Listed entries
⁂

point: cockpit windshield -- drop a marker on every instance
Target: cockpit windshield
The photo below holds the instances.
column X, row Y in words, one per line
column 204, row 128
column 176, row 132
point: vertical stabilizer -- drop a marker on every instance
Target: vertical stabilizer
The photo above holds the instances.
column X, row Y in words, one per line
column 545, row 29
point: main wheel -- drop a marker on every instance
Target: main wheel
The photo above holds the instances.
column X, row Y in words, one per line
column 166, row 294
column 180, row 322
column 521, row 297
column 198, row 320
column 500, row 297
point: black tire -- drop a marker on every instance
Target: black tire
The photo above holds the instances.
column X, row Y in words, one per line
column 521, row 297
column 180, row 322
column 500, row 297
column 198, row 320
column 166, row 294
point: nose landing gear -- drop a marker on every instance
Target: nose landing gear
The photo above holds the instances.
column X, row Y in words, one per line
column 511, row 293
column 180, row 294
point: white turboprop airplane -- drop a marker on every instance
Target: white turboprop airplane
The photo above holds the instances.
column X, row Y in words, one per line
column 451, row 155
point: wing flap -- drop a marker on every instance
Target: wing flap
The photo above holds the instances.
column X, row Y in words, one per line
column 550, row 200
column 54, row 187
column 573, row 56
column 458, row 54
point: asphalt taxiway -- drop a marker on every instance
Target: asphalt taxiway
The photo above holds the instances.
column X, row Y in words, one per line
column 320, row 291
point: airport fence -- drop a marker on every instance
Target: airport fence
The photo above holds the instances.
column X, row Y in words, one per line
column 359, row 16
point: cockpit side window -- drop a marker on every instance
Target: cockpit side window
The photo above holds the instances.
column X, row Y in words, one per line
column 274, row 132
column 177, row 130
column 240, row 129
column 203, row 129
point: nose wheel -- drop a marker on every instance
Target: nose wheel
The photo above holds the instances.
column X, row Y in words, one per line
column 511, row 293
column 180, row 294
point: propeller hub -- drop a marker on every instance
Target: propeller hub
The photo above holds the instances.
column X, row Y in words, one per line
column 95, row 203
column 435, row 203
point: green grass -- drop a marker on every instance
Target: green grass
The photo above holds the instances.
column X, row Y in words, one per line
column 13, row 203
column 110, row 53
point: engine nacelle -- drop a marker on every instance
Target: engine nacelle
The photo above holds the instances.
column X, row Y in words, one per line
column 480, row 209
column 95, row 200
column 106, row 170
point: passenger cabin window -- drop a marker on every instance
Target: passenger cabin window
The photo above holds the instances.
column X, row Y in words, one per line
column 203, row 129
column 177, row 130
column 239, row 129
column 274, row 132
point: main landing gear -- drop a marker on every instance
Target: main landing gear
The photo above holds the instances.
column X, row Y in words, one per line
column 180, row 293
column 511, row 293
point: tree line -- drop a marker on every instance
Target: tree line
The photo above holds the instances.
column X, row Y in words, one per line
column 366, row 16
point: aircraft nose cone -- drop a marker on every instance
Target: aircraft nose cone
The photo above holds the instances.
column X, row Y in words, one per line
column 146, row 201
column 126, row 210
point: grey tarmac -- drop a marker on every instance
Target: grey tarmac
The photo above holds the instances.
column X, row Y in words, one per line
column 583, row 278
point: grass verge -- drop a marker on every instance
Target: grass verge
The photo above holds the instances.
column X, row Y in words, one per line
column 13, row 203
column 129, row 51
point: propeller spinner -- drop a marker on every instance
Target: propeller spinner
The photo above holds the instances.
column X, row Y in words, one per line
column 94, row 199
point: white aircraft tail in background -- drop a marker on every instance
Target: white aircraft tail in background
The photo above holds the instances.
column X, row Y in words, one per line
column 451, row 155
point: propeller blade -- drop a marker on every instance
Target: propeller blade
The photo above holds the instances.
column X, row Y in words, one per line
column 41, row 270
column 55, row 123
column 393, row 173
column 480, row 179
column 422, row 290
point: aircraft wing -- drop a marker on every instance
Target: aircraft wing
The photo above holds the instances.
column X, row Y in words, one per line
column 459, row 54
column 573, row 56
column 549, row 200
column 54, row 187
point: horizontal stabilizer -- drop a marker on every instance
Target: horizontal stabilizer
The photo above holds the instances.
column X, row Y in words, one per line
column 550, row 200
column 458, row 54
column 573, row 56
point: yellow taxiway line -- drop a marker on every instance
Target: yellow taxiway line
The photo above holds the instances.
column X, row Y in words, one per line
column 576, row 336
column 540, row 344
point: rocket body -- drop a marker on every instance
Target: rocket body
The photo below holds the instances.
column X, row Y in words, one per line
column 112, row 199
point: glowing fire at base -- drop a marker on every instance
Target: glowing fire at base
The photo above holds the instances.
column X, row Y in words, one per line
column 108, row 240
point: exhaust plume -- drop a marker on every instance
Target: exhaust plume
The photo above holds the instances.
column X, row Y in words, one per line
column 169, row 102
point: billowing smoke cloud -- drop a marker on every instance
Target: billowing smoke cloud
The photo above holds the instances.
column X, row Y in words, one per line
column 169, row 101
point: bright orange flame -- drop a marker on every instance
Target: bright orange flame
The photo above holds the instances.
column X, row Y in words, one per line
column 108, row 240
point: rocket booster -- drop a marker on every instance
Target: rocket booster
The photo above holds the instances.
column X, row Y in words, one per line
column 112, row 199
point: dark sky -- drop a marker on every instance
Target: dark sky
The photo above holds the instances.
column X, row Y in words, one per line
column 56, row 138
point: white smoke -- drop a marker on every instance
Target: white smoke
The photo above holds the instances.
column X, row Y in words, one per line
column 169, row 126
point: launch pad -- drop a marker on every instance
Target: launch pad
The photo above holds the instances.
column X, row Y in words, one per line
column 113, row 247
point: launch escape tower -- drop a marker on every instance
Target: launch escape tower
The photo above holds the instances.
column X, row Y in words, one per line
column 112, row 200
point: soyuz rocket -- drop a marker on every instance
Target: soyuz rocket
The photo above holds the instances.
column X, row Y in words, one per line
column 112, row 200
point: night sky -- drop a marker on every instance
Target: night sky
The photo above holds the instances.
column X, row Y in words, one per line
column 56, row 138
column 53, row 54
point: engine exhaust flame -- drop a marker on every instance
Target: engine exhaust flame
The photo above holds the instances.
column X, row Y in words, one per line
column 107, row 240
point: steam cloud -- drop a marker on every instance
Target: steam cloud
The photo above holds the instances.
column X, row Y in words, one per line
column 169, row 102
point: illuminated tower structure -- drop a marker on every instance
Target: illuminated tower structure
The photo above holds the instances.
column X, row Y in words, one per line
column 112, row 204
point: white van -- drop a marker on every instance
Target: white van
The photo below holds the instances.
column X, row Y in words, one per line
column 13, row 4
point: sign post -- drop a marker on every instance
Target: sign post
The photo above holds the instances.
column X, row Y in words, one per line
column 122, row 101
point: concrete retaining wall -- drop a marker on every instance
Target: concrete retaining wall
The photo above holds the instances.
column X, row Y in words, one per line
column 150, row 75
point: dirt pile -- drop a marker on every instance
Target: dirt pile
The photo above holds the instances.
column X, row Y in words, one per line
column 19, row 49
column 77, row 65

⁂

What you should do
Copy the records above line for line, starting at the very first line and ending at the line that contains "column 176, row 132", with both of those lines included.

Right answer
point: cockpit windshield -- drop a marker on every instance
Target: cockpit windshield
The photo below holds the instances.
column X, row Y in words, one per line
column 204, row 128
column 176, row 132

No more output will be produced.